计算 key 的 hash 值，根据 hash 值找到对应数组下标: hash & (length-1)
判断数组该位置处的元素是否刚好就是我们要找的，如果不是，走第三步
判断该元素类型是否是 TreeNode，如果是，用红黑树的方法取数据，如果不是，走第四步
遍历链表，直到找到相等(==或equals)的 key

public V get(Object key) {
    
    
    Node<K,V> e;
    return (e = getNode(hash(key), key)) == null ? null : e.value;
}

final Node<K,V> getNode(int hash, Object key) {
    
    
    Node<K,V>[] tab; Node<K,V> first, e; int n; K k;
    if ((tab = table) != null && (n = tab.length) > 0 &&
        (first = tab[(n - 1) & hash]) != null) {
    
    
        // 判断第一个节点是不是就是需要的
        if (first.hash == hash && // always check first node
            ((k = first.key) == key || (key != null && key.equals(k))))
            return first;
        // 桶中不止一个节点
        if ((e = first.next) != null) {
    
    
            // 在树中get
            if (first instanceof TreeNode)
                return ((TreeNode<K,V>)first).getTreeNode(hash, key); // 找相等
            // 在链表中get
            do {
    
    
                if (e.hash == hash &&
                    ((k = e.key) == key || (key != null && key.equals(k))))

◆ ◆ ◆ ◆ ◆

▸ **必做任务**
在这篇讲解按 key 取值流程的文章中，根据 hash 值找到对应数组下标时使用什么计算式？

▸ **原始材料**
◆ ◆ ◆ ◆ ◆

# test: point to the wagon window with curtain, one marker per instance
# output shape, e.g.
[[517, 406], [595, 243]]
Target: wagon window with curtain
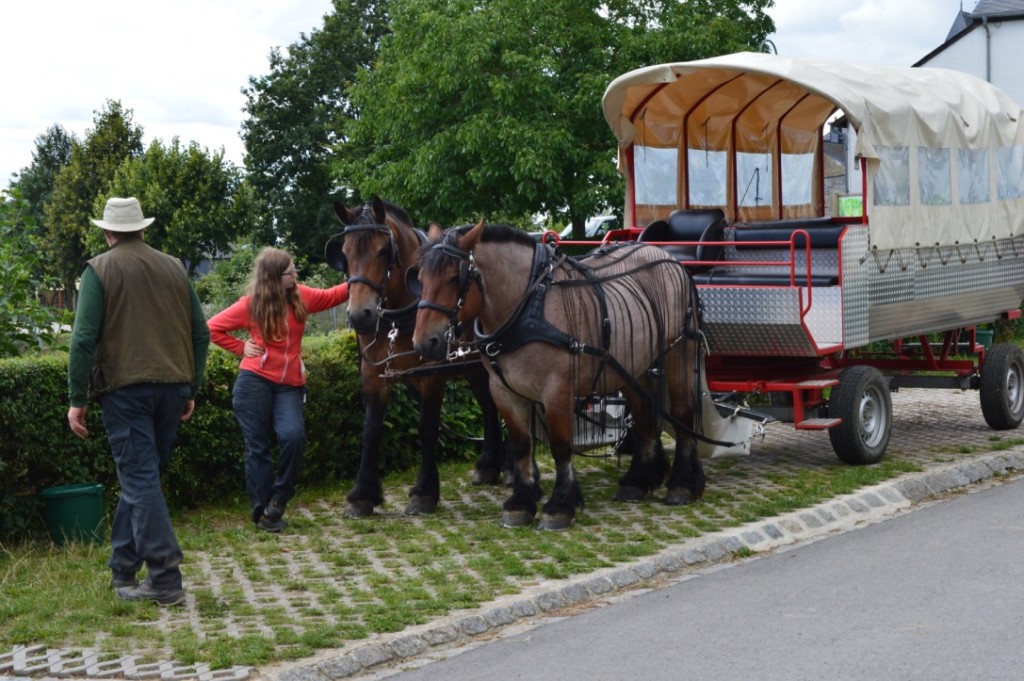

◆ ◆ ◆ ◆ ◆

▸ **结果**
使用 hash & (length-1) 计算数组下标。